##### INPUT DATA #####

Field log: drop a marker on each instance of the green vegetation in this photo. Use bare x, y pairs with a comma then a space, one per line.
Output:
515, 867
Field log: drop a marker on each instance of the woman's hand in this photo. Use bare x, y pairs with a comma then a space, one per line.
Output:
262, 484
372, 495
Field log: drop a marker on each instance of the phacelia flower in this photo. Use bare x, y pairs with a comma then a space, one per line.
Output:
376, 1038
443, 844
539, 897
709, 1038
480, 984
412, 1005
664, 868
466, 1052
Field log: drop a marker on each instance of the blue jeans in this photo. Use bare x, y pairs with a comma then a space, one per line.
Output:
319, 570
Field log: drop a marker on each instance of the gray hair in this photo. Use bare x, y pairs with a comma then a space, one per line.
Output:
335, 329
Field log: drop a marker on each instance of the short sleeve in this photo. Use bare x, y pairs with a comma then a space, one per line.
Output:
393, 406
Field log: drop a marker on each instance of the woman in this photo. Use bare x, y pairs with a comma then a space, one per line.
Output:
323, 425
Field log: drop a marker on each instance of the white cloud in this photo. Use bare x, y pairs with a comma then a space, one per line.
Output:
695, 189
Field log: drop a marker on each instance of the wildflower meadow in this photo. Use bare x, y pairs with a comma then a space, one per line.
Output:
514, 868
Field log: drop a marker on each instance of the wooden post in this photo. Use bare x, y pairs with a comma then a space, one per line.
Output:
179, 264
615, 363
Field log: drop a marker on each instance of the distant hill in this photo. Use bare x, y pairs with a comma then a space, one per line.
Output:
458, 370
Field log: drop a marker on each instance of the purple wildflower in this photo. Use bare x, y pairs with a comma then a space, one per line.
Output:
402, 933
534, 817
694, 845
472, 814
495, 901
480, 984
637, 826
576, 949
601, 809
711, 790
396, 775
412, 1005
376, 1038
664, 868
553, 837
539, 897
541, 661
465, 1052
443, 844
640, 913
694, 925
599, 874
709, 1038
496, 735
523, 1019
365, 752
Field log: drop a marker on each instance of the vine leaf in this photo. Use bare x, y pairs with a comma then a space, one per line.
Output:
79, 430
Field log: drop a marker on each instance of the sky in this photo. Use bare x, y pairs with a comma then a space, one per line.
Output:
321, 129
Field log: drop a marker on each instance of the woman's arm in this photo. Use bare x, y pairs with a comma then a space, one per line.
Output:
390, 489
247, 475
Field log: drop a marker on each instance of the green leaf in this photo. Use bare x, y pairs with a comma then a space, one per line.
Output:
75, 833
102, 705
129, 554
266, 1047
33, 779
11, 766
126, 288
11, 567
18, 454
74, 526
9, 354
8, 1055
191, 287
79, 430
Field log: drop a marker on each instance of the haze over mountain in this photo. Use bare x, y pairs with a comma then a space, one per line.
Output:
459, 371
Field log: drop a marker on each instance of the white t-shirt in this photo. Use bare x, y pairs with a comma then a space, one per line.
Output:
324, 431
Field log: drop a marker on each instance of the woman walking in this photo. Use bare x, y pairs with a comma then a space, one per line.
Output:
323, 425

#####

STATED TASK:
Repeat every entry exactly as written above.

SOLVED EXERCISE:
Field log: drop a marker on each instance of the green vegetation in this photo. Use bare x, y pairs with a comma then a space, one per line.
Output:
515, 867
Field log: drop a marker on each instance of the woman's hand in this photo. Use bare x, y pairs with a comma then a space, one per line.
Output:
262, 484
372, 495
Field log: drop a marker on each instance of the phacelia flower in this photo. Use bare x, y pairs with a comma then a space, one per line.
Output:
376, 1038
443, 844
539, 897
709, 1038
480, 984
412, 1005
664, 868
466, 1052
Field log: drop a marker on each instance of the blue jeans in this photo. Use bare x, y pairs with a comma then a space, one per line.
Output:
319, 570
Field log: drop a marker on each instance of the gray hair in this photo. Use bare x, y pairs with a comma then a space, one per line.
Output:
335, 329
Field log: drop a marker on each instance of the short sleeve in this photo. Use bare x, y pairs with a comma then a space, one per line.
Output:
393, 406
Field log: drop a marker on each instance of the woman in this photo. Use bare x, y pairs with a comma then a space, one per line.
Output:
323, 425
Field log: drop a marker on each instance of the white cloud in this photo. Use bare x, y pairs with a comma then a space, one per line.
Output:
695, 189
Field log: drop a marker on each instance of the wildflower meadow in this photo. Use bare x, y pairs with a comma then a space, one per line.
Output:
514, 868
Field log: drop a marker on each instance of the wooden post in this photo. Use bare x, y pairs with a comma then a space, one per line.
Output:
179, 264
615, 363
Field log: drop a marker on each instance of the distant hill in this photo. Use bare x, y pairs with a comma then a space, one per line.
Output:
458, 370
Field log: drop a marker on each instance of the purple wildflower in this photo. Use bare x, y pairs with a comma then a space, one per line.
Output:
402, 933
534, 817
694, 845
472, 814
495, 901
480, 984
637, 826
576, 949
601, 809
711, 790
396, 775
412, 1005
376, 1038
664, 868
553, 837
539, 897
541, 661
465, 1052
443, 844
640, 913
694, 925
599, 874
709, 1038
496, 735
523, 1019
365, 752
Field log: drop a marker on each instance of the vine leaf in this photo. Use bare x, y pairs with a comma then a space, one per line.
Output:
79, 430
Field log: drop a marker on each instance of the sky in this photo. Use bare x, y pairs with a comma then a space, one per line.
Output:
321, 129
Field log: drop a marker on each instance of the woman's arm in this photo. Use bare x, y pairs with a comma then a space, one per line.
Output:
390, 489
247, 475
Field log: drop a marker on each instance of the green leaf in this photo. Use bare x, y pairs with a comma then a space, one per line.
Output:
75, 833
102, 705
129, 554
266, 1047
33, 779
11, 766
126, 288
11, 567
18, 454
74, 526
9, 354
8, 1055
191, 287
79, 430
Field log: drop a marker on each instance of the haze over mountain in this photo. Use bare x, y pairs with a comma then a space, one per line.
Output:
459, 371
Field log: drop a marker on each instance of the white t-shirt in this photo. Use bare x, y pairs with a comma then a space, one per line.
Output:
324, 431
Field log: drop a marker on each instance of the woman walking in this photo. Use bare x, y pairs with a comma then a space, one per line.
Output:
323, 425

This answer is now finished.